**Blocco di testo:**
········

In questa puntata speciale della rubrica sull’Asia Centrale Giulia Sciorati spiega quali sono i retroscena delle presidenziali nel paese centrasiatico, tra un panorama politico ancora autocratico e le ambiziose riforme del presidente Mirziyoyev, che domenica si aggiudica il secondo mandato
Alle elezioni presidenziali del 2021 in Uzbekistan stravince, per la seconda volta, Shavkat Mirziyoyev. Chi è, e in quale ambiente politico ha ottenuto questo risultato?
Mirziyoyev entra in carica nel 2016 dopo un momento particolarmente drammatico: la morte del leader storico Islam Karimov che governava il paese dal 1989. Il passaggio di leadership non è stato privo di scontri, ma Mirziyoyev ha cercato di sviluppare una narrazione politica che guardi al nuovo Uzbekistan. Un tentativo di voltare pagina non solo attraverso riforme sociali ed economiche, ma anche con una forte attenzione all’esterno.

········

**Record dell'esercizio:**
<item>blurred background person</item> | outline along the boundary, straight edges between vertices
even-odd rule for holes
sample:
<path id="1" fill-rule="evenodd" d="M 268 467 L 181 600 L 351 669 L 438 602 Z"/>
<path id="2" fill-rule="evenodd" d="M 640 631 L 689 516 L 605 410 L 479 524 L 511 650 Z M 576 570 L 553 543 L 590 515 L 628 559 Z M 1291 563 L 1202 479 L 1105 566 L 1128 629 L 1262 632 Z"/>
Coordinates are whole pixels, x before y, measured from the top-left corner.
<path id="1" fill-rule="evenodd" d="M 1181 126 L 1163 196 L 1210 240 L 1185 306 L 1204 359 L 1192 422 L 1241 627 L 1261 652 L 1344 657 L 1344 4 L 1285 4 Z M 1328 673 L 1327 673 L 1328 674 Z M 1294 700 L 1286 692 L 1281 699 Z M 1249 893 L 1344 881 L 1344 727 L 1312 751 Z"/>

········

**Obiettivi:**
a - Rispondi a queste domande sul testo relativo alle presidenziali in Uzbekistan:
(i) In quale anno si sono svolte le elezioni in cui Mirziyoyev vince per la seconda volta?
(ii) Quale leader storico è morto prima dell'entrata in carica di Mirziyoyev?
(iii) Da quale anno quel leader governava il paese?
b - Trascrivi le righe dei record a partire dalla prima fino alla riga che contiene "268 467 L 181", entrambe incluse.

**Soluzioni:**
a -
(i) Nel 2021.
(ii) Islam Karimov.
(iii) Dal 1989.

b -
<item>blurred background person</item> | outline along the boundary, straight edges between vertices
even-odd rule for holes
sample:
<path id="1" fill-rule="evenodd" d="M 268 467 L 181 600 L 351 669 L 438 602 Z"/>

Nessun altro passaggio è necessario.